*Problem details:*
Restate the entries below without a single change.

*Excerpted data:*
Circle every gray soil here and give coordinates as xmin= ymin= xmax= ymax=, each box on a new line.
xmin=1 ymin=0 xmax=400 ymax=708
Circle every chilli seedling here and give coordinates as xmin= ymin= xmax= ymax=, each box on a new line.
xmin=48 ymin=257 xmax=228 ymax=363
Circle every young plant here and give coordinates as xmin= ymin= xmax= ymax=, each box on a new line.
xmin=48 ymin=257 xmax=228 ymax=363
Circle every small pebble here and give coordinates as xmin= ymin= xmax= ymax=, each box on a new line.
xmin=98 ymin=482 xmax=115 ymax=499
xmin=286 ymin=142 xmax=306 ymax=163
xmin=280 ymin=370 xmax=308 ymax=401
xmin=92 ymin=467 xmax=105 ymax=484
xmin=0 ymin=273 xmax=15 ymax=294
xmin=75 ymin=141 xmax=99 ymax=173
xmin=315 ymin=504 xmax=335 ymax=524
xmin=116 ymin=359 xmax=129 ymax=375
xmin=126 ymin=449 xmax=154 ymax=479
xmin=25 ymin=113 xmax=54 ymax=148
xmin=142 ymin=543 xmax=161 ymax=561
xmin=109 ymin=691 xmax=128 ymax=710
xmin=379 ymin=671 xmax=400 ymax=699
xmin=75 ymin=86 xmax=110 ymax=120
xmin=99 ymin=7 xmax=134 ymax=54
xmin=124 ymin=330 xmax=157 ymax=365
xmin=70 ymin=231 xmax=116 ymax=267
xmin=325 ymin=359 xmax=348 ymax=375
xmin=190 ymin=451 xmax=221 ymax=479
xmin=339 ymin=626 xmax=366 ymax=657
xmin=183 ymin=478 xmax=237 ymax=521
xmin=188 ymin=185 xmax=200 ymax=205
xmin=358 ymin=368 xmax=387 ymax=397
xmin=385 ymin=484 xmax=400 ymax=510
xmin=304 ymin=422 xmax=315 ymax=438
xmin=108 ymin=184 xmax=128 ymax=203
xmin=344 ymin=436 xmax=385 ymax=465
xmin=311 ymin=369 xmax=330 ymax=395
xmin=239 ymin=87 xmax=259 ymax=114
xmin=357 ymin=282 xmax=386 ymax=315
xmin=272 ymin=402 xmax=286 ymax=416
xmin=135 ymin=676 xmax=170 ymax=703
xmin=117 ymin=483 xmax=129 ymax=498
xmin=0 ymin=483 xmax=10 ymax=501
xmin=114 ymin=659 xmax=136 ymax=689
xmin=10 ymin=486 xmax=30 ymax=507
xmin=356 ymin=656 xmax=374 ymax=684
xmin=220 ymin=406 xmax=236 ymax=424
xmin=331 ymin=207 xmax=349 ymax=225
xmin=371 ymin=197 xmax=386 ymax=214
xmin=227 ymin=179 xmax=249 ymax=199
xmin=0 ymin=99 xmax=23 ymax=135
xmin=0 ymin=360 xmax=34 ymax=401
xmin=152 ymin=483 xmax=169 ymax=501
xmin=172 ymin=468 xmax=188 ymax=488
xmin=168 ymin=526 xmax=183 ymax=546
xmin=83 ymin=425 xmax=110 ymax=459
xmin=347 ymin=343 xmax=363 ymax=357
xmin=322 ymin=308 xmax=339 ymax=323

*Response:*
Circle every gray soil here and give coordinates as xmin= ymin= xmax= ymax=, each box on a new line.
xmin=1 ymin=0 xmax=400 ymax=708
Circle every chilli seedling here and give coordinates as xmin= ymin= xmax= ymax=, each box on a new line.
xmin=48 ymin=257 xmax=228 ymax=363
Circle every young plant here and give coordinates as xmin= ymin= xmax= ymax=, each box on a new line.
xmin=48 ymin=257 xmax=228 ymax=363
Circle every small pebble here and give coordinates as xmin= ymin= xmax= ymax=, each box on a new line.
xmin=98 ymin=482 xmax=115 ymax=499
xmin=286 ymin=142 xmax=306 ymax=163
xmin=280 ymin=370 xmax=308 ymax=401
xmin=92 ymin=467 xmax=105 ymax=484
xmin=0 ymin=273 xmax=15 ymax=294
xmin=75 ymin=141 xmax=99 ymax=173
xmin=315 ymin=504 xmax=335 ymax=524
xmin=116 ymin=359 xmax=129 ymax=375
xmin=126 ymin=449 xmax=154 ymax=479
xmin=25 ymin=113 xmax=54 ymax=148
xmin=142 ymin=543 xmax=161 ymax=561
xmin=109 ymin=691 xmax=128 ymax=710
xmin=379 ymin=671 xmax=400 ymax=699
xmin=75 ymin=86 xmax=110 ymax=120
xmin=99 ymin=7 xmax=134 ymax=54
xmin=124 ymin=330 xmax=157 ymax=365
xmin=70 ymin=231 xmax=116 ymax=267
xmin=325 ymin=359 xmax=348 ymax=375
xmin=190 ymin=451 xmax=221 ymax=479
xmin=339 ymin=626 xmax=366 ymax=657
xmin=183 ymin=478 xmax=237 ymax=521
xmin=188 ymin=185 xmax=200 ymax=205
xmin=358 ymin=368 xmax=387 ymax=397
xmin=385 ymin=484 xmax=400 ymax=510
xmin=304 ymin=422 xmax=315 ymax=438
xmin=108 ymin=184 xmax=128 ymax=203
xmin=344 ymin=436 xmax=385 ymax=465
xmin=311 ymin=369 xmax=330 ymax=395
xmin=239 ymin=87 xmax=259 ymax=114
xmin=357 ymin=282 xmax=386 ymax=315
xmin=272 ymin=402 xmax=286 ymax=416
xmin=135 ymin=676 xmax=170 ymax=703
xmin=117 ymin=483 xmax=129 ymax=498
xmin=0 ymin=483 xmax=10 ymax=501
xmin=114 ymin=659 xmax=136 ymax=689
xmin=10 ymin=486 xmax=30 ymax=507
xmin=356 ymin=656 xmax=374 ymax=684
xmin=220 ymin=406 xmax=236 ymax=424
xmin=331 ymin=207 xmax=349 ymax=225
xmin=371 ymin=197 xmax=386 ymax=214
xmin=227 ymin=179 xmax=249 ymax=199
xmin=0 ymin=99 xmax=23 ymax=135
xmin=0 ymin=360 xmax=34 ymax=401
xmin=152 ymin=483 xmax=169 ymax=501
xmin=172 ymin=468 xmax=188 ymax=488
xmin=168 ymin=526 xmax=183 ymax=546
xmin=83 ymin=425 xmax=110 ymax=459
xmin=347 ymin=343 xmax=363 ymax=357
xmin=322 ymin=308 xmax=339 ymax=323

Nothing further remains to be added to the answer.